>> Start
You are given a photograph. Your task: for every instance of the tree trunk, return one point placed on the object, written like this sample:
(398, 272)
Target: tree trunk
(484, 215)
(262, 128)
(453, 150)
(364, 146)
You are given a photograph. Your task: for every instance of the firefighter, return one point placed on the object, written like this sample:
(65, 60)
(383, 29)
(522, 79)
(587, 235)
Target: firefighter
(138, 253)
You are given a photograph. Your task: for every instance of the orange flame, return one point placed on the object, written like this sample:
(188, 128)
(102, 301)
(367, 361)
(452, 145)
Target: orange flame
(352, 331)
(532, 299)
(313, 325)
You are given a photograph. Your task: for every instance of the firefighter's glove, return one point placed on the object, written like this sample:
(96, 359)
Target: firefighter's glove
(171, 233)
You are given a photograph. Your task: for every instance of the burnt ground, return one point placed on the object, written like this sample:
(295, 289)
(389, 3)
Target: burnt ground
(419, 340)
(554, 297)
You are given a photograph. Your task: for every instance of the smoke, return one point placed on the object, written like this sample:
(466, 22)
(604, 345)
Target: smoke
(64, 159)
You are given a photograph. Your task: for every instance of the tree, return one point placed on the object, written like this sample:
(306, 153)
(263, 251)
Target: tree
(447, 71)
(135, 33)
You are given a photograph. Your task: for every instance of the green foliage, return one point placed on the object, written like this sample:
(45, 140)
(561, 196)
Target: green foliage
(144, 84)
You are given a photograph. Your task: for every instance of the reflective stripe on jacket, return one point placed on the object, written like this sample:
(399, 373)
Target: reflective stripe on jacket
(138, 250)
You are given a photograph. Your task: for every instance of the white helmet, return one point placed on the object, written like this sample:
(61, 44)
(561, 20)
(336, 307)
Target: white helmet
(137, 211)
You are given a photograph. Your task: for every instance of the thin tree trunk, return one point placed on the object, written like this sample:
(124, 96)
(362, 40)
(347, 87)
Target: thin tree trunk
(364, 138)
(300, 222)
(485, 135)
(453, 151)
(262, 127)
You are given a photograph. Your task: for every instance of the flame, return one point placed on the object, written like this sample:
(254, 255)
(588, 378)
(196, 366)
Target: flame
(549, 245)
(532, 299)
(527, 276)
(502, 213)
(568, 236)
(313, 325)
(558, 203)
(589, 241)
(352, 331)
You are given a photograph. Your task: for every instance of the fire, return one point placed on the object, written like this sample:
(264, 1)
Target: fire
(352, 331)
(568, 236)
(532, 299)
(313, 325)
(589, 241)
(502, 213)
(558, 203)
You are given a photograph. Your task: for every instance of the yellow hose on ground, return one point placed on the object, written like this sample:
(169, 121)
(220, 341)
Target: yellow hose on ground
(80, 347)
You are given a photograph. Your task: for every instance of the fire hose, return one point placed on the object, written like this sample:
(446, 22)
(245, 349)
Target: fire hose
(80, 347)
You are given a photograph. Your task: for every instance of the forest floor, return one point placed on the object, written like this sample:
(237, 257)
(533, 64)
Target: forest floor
>> End
SHORT TASK >> Print every line above verbatim, in the same order.

FINAL RESULT >>
You are given a photograph. Your task: for every instance of the tree trunk, return one point placed on the object, written like this sample:
(398, 272)
Target: tree trunk
(484, 215)
(262, 128)
(453, 150)
(364, 146)
You are given a photograph. Your task: for every instance of the firefighter, return one point placed on the object, written like this sample:
(65, 60)
(383, 29)
(522, 79)
(587, 235)
Target: firefighter
(138, 253)
You are given a photograph. Your task: for every instance of the orange flame, return one point placed on the object, written like this sample:
(188, 128)
(102, 301)
(367, 361)
(452, 145)
Target: orange flame
(352, 331)
(532, 299)
(313, 325)
You are given a photograph. Your task: for every instance of the firefighter's glove, return one point placed on the object, written like this sample:
(96, 359)
Target: firefighter's glove
(171, 233)
You are given a photograph. Your task: for every instance of the burnt ground, return one point placed on the object, written like this sample:
(295, 289)
(389, 3)
Target: burnt ground
(419, 340)
(554, 297)
You are given a photograph. Your task: for every instance of the smoke, return one point placed on the object, written like this sample:
(466, 22)
(604, 345)
Target: smoke
(64, 159)
You are given a photograph. Your task: for every instance of the tree, return one point placed on the object, written like this sample:
(306, 153)
(263, 251)
Target: tree
(447, 71)
(135, 33)
You are given a photograph. Your task: for every instance of the green foliage, return one point placed on the object, written like this sample:
(45, 140)
(561, 196)
Target: green foliage
(144, 84)
You are given a photograph. Your task: for every instance of the reflective stripe on jacket, return one point placed on the object, written like this sample:
(399, 373)
Target: reflective stripe on jacket
(138, 250)
You are given a photograph. Your task: for every instance of the white helmet, return one point placed on the object, written like this sample:
(61, 44)
(561, 20)
(336, 307)
Target: white helmet
(137, 211)
You are given a photograph. Your task: for every instance of the thin tree trunk, return one point placed on the object, written like this sample:
(124, 96)
(362, 40)
(347, 87)
Target: thin tree trunk
(364, 138)
(300, 222)
(485, 135)
(453, 151)
(262, 127)
You are given a photograph. Your task: for every instance of the flame, return one point placed on the object, written like this sample:
(254, 255)
(588, 378)
(196, 366)
Target: flame
(549, 245)
(532, 299)
(527, 276)
(502, 213)
(568, 236)
(313, 325)
(558, 203)
(589, 241)
(352, 331)
You are given a photograph. Your task: for every instance of the fire, return one point placed on the object, written like this sample:
(264, 1)
Target: fire
(352, 331)
(568, 236)
(532, 299)
(313, 325)
(589, 241)
(502, 213)
(558, 203)
You are given a photograph. Your task: for every instance of the yellow hose on ground, return one point placed on the object, written like this sample:
(169, 121)
(220, 341)
Target: yellow hose on ground
(80, 347)
You are given a photograph. Your task: for every instance of the fire hose, return one point placed on the object, written like this sample:
(446, 22)
(245, 349)
Target: fire hose
(80, 347)
You are given a photograph. Your task: for every instance of the forest floor, return one point placed on the object, written like this sample:
(237, 257)
(533, 64)
Target: forest floor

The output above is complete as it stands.